*Aim of the exercise*: Copy every row below word for word, leaving out the pictures.

*Listing*:

--- --- ---

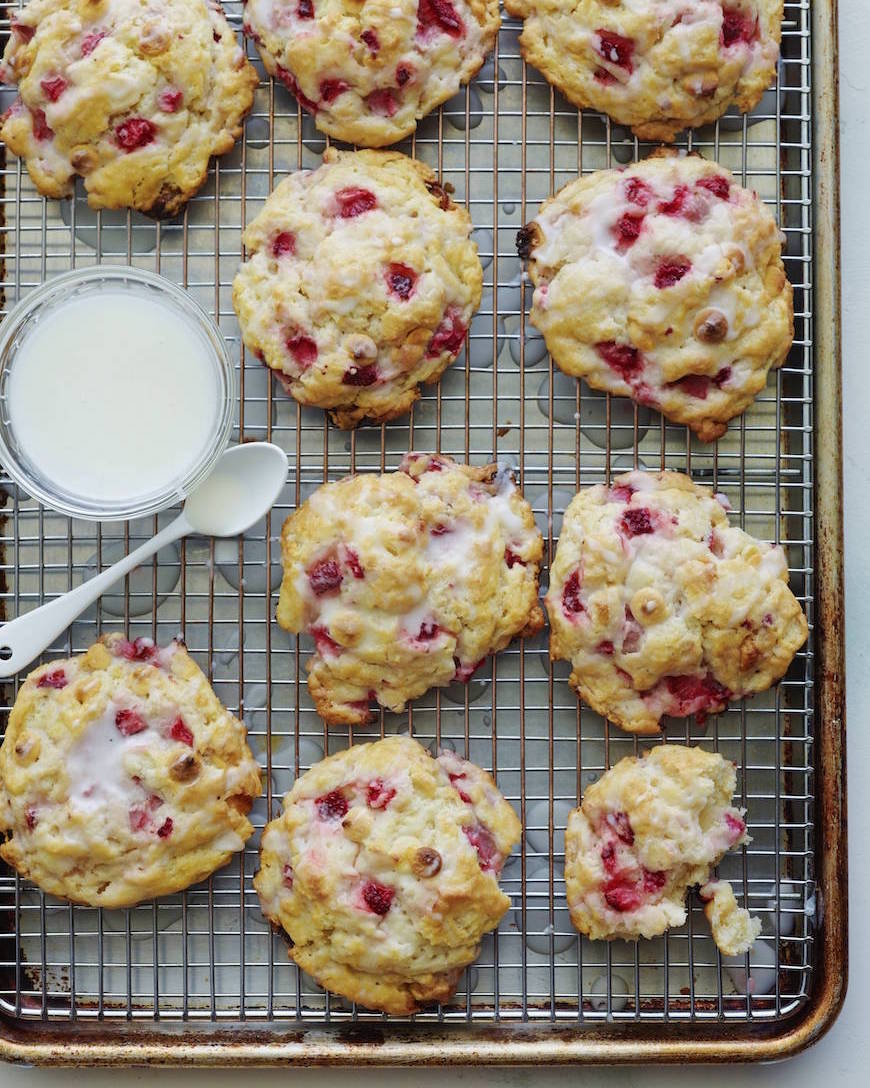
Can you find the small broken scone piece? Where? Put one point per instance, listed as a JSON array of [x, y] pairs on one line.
[[649, 829]]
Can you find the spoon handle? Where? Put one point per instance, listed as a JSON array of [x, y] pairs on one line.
[[25, 638]]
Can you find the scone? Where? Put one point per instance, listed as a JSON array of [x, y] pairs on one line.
[[383, 869], [369, 72], [134, 96], [122, 777], [407, 581], [662, 607], [665, 283], [360, 284], [658, 65], [647, 831]]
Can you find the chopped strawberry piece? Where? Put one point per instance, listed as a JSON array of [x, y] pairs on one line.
[[378, 898], [512, 559], [622, 897], [693, 385], [383, 102], [378, 795], [53, 87], [353, 201], [637, 192], [716, 184], [170, 99], [302, 348], [462, 795], [623, 358], [737, 27], [332, 805], [324, 644], [129, 722], [654, 880], [735, 826], [572, 602], [330, 89], [179, 731], [41, 131], [485, 844], [401, 281], [353, 564], [448, 336], [617, 49], [464, 672], [671, 270], [325, 576], [360, 375], [620, 824], [440, 13], [636, 522], [90, 41], [54, 679], [284, 245]]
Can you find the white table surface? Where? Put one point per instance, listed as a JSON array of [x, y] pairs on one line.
[[843, 1055]]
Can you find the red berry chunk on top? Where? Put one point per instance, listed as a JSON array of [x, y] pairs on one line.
[[41, 130], [378, 795], [360, 375], [378, 898], [135, 133], [332, 805], [440, 13], [353, 201], [623, 358], [53, 87], [170, 99], [485, 844], [671, 270], [448, 336], [330, 89], [401, 281], [716, 184], [179, 731], [636, 522], [572, 603], [54, 679], [737, 26], [325, 576], [129, 722], [284, 245], [617, 49]]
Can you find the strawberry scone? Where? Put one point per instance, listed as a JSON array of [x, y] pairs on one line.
[[122, 777], [662, 282], [383, 870], [662, 607], [360, 283], [657, 65], [647, 831], [133, 96], [368, 73], [407, 581]]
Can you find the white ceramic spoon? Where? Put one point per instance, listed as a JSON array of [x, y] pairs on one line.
[[244, 486]]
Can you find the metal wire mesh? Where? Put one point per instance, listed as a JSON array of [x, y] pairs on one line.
[[506, 143]]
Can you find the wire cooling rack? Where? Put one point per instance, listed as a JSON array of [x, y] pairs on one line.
[[207, 955]]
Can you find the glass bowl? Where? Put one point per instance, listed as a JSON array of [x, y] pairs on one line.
[[24, 318]]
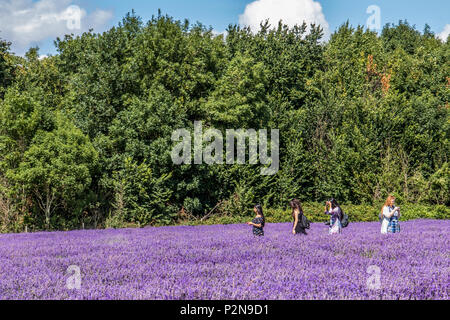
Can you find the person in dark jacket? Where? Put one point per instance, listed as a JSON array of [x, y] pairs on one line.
[[333, 209], [297, 215], [258, 222]]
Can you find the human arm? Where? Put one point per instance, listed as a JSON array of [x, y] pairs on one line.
[[388, 214]]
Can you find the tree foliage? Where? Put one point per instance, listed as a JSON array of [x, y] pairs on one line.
[[85, 135]]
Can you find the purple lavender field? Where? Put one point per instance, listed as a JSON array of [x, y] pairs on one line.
[[227, 262]]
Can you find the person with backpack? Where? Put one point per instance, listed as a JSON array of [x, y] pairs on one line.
[[258, 222], [389, 216], [300, 222], [336, 214]]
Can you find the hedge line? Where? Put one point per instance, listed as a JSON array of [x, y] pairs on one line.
[[314, 212]]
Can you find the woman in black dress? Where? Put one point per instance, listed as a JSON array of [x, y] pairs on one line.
[[258, 222], [297, 213]]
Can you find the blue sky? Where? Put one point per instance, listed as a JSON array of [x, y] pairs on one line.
[[21, 26]]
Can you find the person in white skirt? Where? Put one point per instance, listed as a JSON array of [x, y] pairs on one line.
[[333, 209], [389, 216]]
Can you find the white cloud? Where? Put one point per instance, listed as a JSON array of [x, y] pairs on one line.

--- --- ---

*Problem solution*:
Can you find the small broken scone piece? Where? Put one point per instance, listed as a JSON array of [x, y] pairs on one line.
[[649, 829]]
Can you find the spoon handle? Where? Put one point per instance, listed as a JSON array of [x, y] pairs on one line.
[[25, 638]]
Can you find the scone? Where? Put one point per instance, listed as a JSON array of [x, y] pairs on one line.
[[383, 869], [369, 72], [134, 96], [122, 777], [407, 581], [662, 607], [665, 283], [360, 284], [658, 65], [647, 831]]
Can you find the chopped strawberry piece? Where? Put one point per instance, listed as a JSON array of [x, y] pairs on one line.
[[378, 898], [512, 559], [622, 897], [693, 385], [383, 102], [378, 795], [53, 87], [353, 201], [637, 192], [716, 184], [170, 99], [302, 348], [462, 795], [623, 358], [737, 27], [332, 805], [324, 644], [129, 722], [654, 880], [735, 826], [572, 602], [330, 89], [179, 731], [41, 131], [485, 844], [401, 281], [353, 564], [448, 336], [617, 49], [464, 672], [671, 270], [325, 576], [360, 375], [620, 824], [440, 13], [636, 522], [90, 41], [54, 679], [284, 245]]
Can you find the white table surface? Where? Put one point per instance, listed as a JSON array of [x, y] pairs on one line.
[[843, 1055]]
Can you find the red berry chunk on top? Where? Put one point per instance, listed as a JSON array of [x, y] pairs on one line.
[[41, 130], [378, 795], [360, 375], [378, 898], [135, 133], [332, 805], [440, 13], [353, 201], [623, 358], [53, 87], [170, 99], [485, 844], [671, 270], [448, 336], [330, 89], [401, 281], [716, 184], [179, 731], [636, 522], [572, 603], [54, 679], [737, 26], [325, 576], [129, 722], [284, 245], [617, 49]]
Can you find the strawberry scone? Where? Put one point per instance, listed as a JSON array of [x, y] pairs on one line.
[[122, 777], [662, 282], [383, 870], [662, 607], [360, 283], [657, 65], [647, 831], [133, 96], [368, 73], [407, 581]]
Can you find the white ceramic spoon? Where? Put one point per instance, listed as a JSON array of [x, y] pairs on one line.
[[244, 486]]
Can you find the metal wire mesh? Where? Put one point per instance, listed as a JSON array of [x, y] pairs on one line.
[[506, 143]]
Can you find the wire cooling rack? Where? Put one point per instance, listed as a JSON array of [x, y] pairs on one line.
[[207, 955]]
Can you find the glass bowl? Where? Put one point per instance, listed as a JSON array of [x, y] pairs on one line.
[[24, 318]]
Can you find the person in dark jacket? Where? Put one point per instance, listed as a JSON array of [x, y] pairs on one line.
[[333, 209], [297, 215], [258, 222]]
Can you find the human arm? Where? Put one point per instance, listed as a JSON array of [x, y] pairs on one line.
[[388, 214]]
Can you find the tree foliage? Where? Put one point per instance, listed as a JSON array of [x, y] pairs on one line.
[[85, 135]]
Can you find the purple lavender field? Where? Put one point per instance, listed as a JSON array of [x, y] pairs on one line.
[[227, 262]]
Can you find the person with backpack? Where? Put one point per instance, listed as a JSON array of [x, y] pairs on one line.
[[258, 222], [389, 216], [300, 222], [336, 214]]
Can you find the hedge line? Where? Put one point per instance, listed as a JSON array of [x, y] pairs on one line.
[[314, 212]]
Can you find the woman in black dress? Where? Put one point per instance, listed as a JSON array of [x, y] pairs on one line.
[[258, 222], [297, 213]]
Can you find the blue sky? Where? Put one point per instance, listed as a JSON array of [x, y] pairs on one line.
[[21, 26]]
Can you find the person in white skirt? Where? Put one point per instance, listed as a JSON array of [x, y] pairs on one line.
[[333, 209], [389, 216]]
Can you find the white cloud? Where? Put one point per instance, listed as a JSON array of [x, y] pairs on one line.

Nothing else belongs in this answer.